(Records drawn from a dataset)

****

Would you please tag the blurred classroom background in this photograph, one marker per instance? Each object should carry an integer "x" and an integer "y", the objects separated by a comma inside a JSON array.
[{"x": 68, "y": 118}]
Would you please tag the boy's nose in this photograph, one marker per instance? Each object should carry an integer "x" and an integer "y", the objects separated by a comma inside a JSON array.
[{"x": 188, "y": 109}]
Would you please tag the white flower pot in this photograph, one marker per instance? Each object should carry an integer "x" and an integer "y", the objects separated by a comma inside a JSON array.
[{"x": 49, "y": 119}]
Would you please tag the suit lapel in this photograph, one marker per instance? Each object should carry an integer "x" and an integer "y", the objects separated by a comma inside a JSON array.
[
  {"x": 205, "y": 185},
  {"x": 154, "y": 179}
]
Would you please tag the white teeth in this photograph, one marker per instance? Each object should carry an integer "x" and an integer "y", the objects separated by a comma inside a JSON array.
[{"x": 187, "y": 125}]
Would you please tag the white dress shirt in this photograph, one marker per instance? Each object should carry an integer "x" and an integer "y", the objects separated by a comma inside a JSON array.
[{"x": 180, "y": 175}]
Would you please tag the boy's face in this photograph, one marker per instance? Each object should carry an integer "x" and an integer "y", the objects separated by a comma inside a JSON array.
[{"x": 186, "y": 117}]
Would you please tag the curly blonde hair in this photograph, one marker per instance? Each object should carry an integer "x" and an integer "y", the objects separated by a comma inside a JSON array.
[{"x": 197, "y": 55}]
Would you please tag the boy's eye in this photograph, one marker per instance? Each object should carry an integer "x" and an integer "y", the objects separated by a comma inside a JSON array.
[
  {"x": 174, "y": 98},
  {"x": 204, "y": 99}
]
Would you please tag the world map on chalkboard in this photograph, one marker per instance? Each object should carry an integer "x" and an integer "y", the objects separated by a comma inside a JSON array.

****

HOW TO COMPLETE THIS TASK
The lines from the one holding "Would you please tag the white dress" to the final line of the entries, both included, are what should be output, exactly and alone.

EXERCISE RESPONSE
Would you please tag the white dress shirt in this photograph, one marker per instance? Each object should carry an integer "x" and an integer "y", the objects separated by a comma inside a JSON array.
[{"x": 180, "y": 175}]
Would you please tag the boy's face in this photograph, one marker per instance? Each object should carry an integer "x" and an integer "y", the objects separated by a comma inside a JSON array.
[{"x": 186, "y": 117}]
Would you please tag the curly blonde hair in this photograph, one marker per instance? Each object should carry an integer "x" and an integer "y", the objects separated by a comma inside a JSON array.
[{"x": 197, "y": 55}]
Would you please tag the boy's eye in this photograph, one marker per instance? Each object should carry an integer "x" and an integer "y", the objects separated by a comma inside a JSON array.
[
  {"x": 174, "y": 98},
  {"x": 204, "y": 99}
]
Would you please tag the world map on chalkboard in this photograph, one marker per instance? Each object should carry an integer "x" and an integer "y", the objects separated by a comma inside a JSON array.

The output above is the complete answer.